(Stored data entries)
┌────────

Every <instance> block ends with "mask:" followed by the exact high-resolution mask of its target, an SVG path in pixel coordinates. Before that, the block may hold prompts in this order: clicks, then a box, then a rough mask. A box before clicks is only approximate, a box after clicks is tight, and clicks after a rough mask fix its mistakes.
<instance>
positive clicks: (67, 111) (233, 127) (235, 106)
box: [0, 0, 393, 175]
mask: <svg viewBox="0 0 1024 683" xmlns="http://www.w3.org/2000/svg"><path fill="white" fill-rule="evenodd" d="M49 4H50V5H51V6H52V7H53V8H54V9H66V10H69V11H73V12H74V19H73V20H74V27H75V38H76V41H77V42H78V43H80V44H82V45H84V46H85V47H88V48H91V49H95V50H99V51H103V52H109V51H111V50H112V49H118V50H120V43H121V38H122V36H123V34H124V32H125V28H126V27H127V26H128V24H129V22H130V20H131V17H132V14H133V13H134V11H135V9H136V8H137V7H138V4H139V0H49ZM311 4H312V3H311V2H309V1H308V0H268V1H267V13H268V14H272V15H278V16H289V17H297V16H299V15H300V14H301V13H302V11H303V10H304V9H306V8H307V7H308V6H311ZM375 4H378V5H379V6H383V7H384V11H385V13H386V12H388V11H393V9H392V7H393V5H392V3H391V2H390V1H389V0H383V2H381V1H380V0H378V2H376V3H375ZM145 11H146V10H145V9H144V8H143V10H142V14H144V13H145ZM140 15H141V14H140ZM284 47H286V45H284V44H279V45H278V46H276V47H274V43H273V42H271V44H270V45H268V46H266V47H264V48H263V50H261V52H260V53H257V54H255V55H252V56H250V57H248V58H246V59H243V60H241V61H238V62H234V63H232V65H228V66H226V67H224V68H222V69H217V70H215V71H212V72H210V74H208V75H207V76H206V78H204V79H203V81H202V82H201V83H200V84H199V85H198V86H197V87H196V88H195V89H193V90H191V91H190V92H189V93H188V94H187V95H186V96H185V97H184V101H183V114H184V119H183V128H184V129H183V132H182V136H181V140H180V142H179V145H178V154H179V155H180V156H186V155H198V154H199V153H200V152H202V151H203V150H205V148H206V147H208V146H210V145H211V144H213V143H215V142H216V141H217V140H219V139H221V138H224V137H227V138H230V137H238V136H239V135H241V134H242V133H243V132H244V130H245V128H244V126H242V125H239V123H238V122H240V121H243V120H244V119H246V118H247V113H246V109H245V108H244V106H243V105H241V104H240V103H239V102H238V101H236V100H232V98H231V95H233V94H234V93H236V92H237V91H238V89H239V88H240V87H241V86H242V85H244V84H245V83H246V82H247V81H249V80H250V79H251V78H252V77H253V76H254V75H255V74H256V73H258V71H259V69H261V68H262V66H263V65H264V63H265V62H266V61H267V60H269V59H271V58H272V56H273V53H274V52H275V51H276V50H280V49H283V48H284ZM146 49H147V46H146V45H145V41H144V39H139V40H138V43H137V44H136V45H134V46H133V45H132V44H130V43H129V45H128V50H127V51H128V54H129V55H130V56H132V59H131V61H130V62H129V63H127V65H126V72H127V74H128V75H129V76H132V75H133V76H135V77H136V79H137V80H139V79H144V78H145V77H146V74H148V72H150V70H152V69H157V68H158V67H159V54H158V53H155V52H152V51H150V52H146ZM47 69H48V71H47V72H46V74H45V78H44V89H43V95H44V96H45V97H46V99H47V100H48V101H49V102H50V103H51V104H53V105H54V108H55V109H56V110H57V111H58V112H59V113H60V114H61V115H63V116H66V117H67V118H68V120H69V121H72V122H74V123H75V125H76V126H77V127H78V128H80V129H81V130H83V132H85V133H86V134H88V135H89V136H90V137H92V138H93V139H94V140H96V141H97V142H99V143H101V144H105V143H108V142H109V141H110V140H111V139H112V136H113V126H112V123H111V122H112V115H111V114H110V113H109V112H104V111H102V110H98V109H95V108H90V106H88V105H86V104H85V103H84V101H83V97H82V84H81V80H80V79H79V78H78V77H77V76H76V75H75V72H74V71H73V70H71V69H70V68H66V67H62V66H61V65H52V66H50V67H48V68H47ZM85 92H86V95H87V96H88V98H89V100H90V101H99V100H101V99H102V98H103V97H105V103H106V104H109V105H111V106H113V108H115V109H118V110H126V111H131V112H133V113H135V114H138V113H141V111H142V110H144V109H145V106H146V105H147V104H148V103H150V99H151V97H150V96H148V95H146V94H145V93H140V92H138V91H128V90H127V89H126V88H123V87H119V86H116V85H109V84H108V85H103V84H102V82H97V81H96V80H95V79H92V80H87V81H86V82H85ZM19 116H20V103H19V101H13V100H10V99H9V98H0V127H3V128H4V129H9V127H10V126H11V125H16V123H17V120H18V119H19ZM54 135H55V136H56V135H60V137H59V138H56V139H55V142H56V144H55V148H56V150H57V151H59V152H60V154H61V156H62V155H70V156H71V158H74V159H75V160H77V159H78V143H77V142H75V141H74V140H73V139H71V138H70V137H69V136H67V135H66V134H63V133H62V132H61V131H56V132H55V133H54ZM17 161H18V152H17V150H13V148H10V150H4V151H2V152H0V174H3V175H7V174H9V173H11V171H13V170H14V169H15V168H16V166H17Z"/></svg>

└────────

* **Task item**: Can you rewrite the lines of the records above as a Markdown table with the columns "Row" and "Record line", numbering each line and leaving out blank lines?

* **Result of the task**:
| Row | Record line |
|---|---|
| 1 | Every <instance> block ends with "mask:" followed by the exact high-resolution mask of its target, an SVG path in pixel coordinates. Before that, the block may hold prompts in this order: clicks, then a box, then a rough mask. A box before clicks is only approximate, a box after clicks is tight, and clicks after a rough mask fix its mistakes. |
| 2 | <instance> |
| 3 | positive clicks: (67, 111) (233, 127) (235, 106) |
| 4 | box: [0, 0, 393, 175] |
| 5 | mask: <svg viewBox="0 0 1024 683" xmlns="http://www.w3.org/2000/svg"><path fill="white" fill-rule="evenodd" d="M49 4H50V5H51V6H52V7H53V8H54V9H66V10H69V11H73V12H74V19H73V20H74V27H75V38H76V41H77V42H78V43H80V44H82V45H84V46H85V47H88V48H91V49H95V50H99V51H103V52H109V51H111V50H112V49H118V50H120V43H121V38H122V36H123V34H124V32H125V28H126V27H127V26H128V24H129V22H130V20H131V17H132V14H133V13H134V11H135V9H136V8H137V7H138V4H139V0H49ZM311 4H312V3H311V2H309V1H308V0H268V1H267V13H268V14H272V15H278V16H289V17H297V16H299V15H300V14H301V13H302V11H303V10H304V9H306V8H307V7H308V6H311ZM375 4H378V5H379V6H383V7H384V11H385V13H386V12H388V11H393V9H392V7H393V5H392V3H391V2H390V1H389V0H383V2H381V1H380V0H378V2H376V3H375ZM145 11H146V10H145V9H144V8H143V10H142V14H144V13H145ZM140 15H141V14H140ZM284 47H286V45H284V44H279V45H278V46H276V47H274V43H273V42H271V44H270V45H268V46H266V47H264V48H263V50H261V52H260V53H257V54H255V55H252V56H250V57H248V58H246V59H243V60H241V61H238V62H234V63H232V65H228V66H226V67H224V68H222V69H217V70H215V71H212V72H210V74H208V75H207V76H206V78H204V79H203V81H202V82H201V83H200V84H199V85H198V86H197V87H196V88H195V89H193V90H191V91H190V92H189V93H188V94H187V95H186V96H185V97H184V101H183V114H184V119H183V128H184V129H183V132H182V136H181V140H180V142H179V145H178V154H179V155H180V156H186V155H198V154H199V153H200V152H202V151H203V150H205V148H206V147H208V146H210V145H211V144H213V143H215V142H216V141H217V140H219V139H221V138H224V137H227V138H230V137H238V136H239V135H241V134H242V133H243V132H244V130H245V128H244V126H242V125H239V123H238V122H240V121H243V120H244V119H246V118H247V113H246V109H245V108H244V106H243V105H241V104H240V103H239V102H238V101H236V100H232V98H231V95H233V94H234V93H236V92H237V91H238V89H239V88H240V87H241V86H242V85H244V84H245V83H246V82H247V81H249V80H250V79H251V78H252V77H253V76H254V75H255V74H256V73H258V71H259V69H261V68H262V66H263V65H264V63H265V62H266V61H267V60H269V59H271V58H272V56H273V53H274V52H275V51H276V50H280V49H283V48H284ZM146 49H147V46H146V45H145V41H144V39H139V40H138V43H137V44H136V45H134V46H133V45H132V44H130V43H129V45H128V50H127V51H128V54H129V55H130V56H132V59H131V61H130V62H129V63H127V65H126V72H127V74H128V75H129V76H132V75H133V76H135V77H136V79H137V80H139V79H144V78H145V77H146V74H148V72H150V70H152V69H157V68H158V67H159V54H158V53H155V52H152V51H150V52H146ZM47 69H48V71H47V72H46V74H45V78H44V89H43V95H44V96H45V97H46V99H47V100H48V101H49V102H50V103H51V104H53V105H54V108H55V109H56V110H57V111H58V112H59V113H60V114H61V115H63V116H66V117H67V118H68V120H69V121H72V122H74V123H75V125H76V126H77V127H78V128H80V129H81V130H83V132H85V133H86V134H88V135H89V136H90V137H92V138H93V139H94V140H96V141H97V142H99V143H101V144H105V143H108V142H109V141H110V140H111V139H112V136H113V126H112V123H111V122H112V115H111V114H110V113H109V112H104V111H102V110H98V109H95V108H90V106H88V105H86V104H85V103H84V101H83V97H82V84H81V80H80V79H79V78H78V77H77V76H76V75H75V72H74V71H73V70H71V69H70V68H66V67H62V66H61V65H52V66H50V67H48V68H47ZM85 92H86V95H87V96H88V98H89V100H90V101H99V100H101V99H102V98H103V97H105V103H106V104H109V105H111V106H113V108H115V109H118V110H126V111H131V112H133V113H135V114H138V113H141V111H142V110H144V109H145V106H146V105H147V104H148V103H150V99H151V97H150V96H148V95H146V94H145V93H140V92H138V91H128V90H127V89H126V88H123V87H119V86H116V85H109V84H108V85H103V84H102V82H97V81H96V80H95V79H92V80H87V81H86V82H85ZM19 116H20V103H19V101H13V100H10V99H9V98H0V127H3V128H4V129H9V127H10V126H11V125H16V123H17V120H18V119H19ZM54 135H55V136H56V135H60V137H59V138H56V139H55V142H56V144H55V148H56V150H57V151H59V152H60V154H61V156H62V155H70V156H71V158H74V159H75V160H77V159H78V143H77V142H75V141H74V140H73V139H71V138H70V137H69V136H67V135H66V134H63V133H62V132H61V131H56V132H55V133H54ZM17 161H18V152H17V150H13V148H10V150H4V151H2V152H0V174H3V175H7V174H9V173H11V171H13V170H14V169H15V168H16V166H17Z"/></svg> |